> Work item:
Only the stretch of the listing below that runs from the line with "positive clicks: (29, 462)" through the line with "positive clicks: (82, 456)" is to be printed, exactly and with both ends.

*** Extracted records ***

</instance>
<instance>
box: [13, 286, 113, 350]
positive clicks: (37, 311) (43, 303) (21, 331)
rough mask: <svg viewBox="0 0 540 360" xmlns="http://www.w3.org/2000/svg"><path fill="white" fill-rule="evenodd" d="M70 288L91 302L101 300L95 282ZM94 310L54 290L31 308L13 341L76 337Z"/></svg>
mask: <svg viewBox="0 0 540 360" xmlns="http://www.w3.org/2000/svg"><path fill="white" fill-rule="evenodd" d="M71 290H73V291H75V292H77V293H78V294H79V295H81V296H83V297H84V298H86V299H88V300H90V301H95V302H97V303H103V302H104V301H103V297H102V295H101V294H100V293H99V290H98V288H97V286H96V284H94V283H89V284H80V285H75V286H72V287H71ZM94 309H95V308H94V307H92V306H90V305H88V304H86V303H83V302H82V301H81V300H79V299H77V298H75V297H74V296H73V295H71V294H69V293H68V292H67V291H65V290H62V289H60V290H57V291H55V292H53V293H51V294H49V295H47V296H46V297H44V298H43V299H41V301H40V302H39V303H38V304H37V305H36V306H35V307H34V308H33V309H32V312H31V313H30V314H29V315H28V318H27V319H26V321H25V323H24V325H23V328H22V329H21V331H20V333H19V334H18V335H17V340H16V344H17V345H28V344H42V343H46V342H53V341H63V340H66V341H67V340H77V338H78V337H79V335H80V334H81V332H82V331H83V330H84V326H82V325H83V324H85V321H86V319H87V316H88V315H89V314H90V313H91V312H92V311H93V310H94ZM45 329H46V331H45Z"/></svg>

***
*** Extracted records ***

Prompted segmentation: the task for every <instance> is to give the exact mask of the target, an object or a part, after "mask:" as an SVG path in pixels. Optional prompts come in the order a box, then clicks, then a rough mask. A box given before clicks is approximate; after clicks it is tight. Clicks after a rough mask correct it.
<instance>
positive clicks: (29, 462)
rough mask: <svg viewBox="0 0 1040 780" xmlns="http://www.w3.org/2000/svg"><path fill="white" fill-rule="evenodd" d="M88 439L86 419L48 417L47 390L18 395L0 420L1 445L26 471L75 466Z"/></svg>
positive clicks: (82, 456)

***

> Finished exercise:
positive clicks: (29, 462)
rough mask: <svg viewBox="0 0 1040 780" xmlns="http://www.w3.org/2000/svg"><path fill="white" fill-rule="evenodd" d="M88 439L86 419L48 417L47 390L18 395L0 420L1 445L26 471L75 466Z"/></svg>
positive clicks: (82, 456)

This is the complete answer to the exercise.